***** Data rows *****

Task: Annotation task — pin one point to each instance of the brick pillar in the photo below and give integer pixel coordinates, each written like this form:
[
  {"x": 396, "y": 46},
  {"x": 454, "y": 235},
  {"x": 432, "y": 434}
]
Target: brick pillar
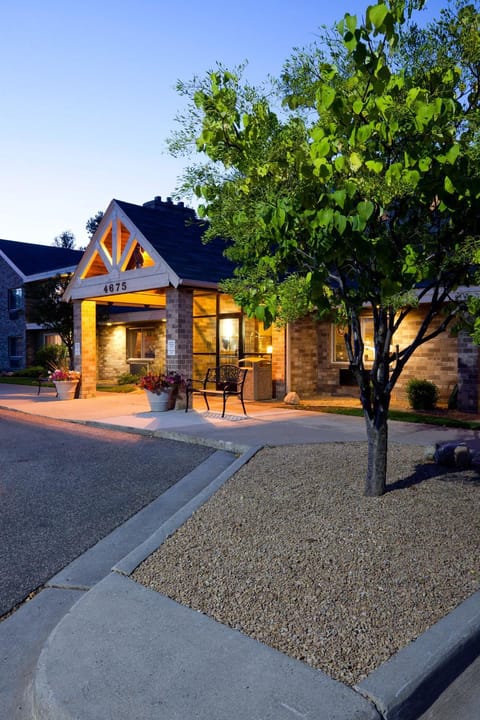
[
  {"x": 180, "y": 331},
  {"x": 468, "y": 373},
  {"x": 85, "y": 353}
]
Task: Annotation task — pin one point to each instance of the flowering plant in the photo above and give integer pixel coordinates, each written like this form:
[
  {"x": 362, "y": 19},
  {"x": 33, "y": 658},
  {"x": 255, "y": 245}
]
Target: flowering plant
[
  {"x": 161, "y": 382},
  {"x": 63, "y": 374}
]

*****

Rewrite the material above, swapping "pin one point to each instance" for "place a single point on every instance" throughout and leaving everything else unchanged. Omit the pictures from your answer.

Task: Annotation task — place a single point on every instance of the brick pillar in the photo below and give integer pixel coordinates, each written like this form:
[
  {"x": 396, "y": 46},
  {"x": 454, "y": 235},
  {"x": 432, "y": 434}
]
Target: brick pillar
[
  {"x": 180, "y": 331},
  {"x": 468, "y": 373},
  {"x": 85, "y": 353}
]
Task: Annotation task — place a single point on every instance of the flowering plant in the photo above and give integer pixel coordinates, each written like this form:
[
  {"x": 362, "y": 19},
  {"x": 33, "y": 658},
  {"x": 255, "y": 245}
]
Target: flowering plant
[
  {"x": 161, "y": 382},
  {"x": 63, "y": 374}
]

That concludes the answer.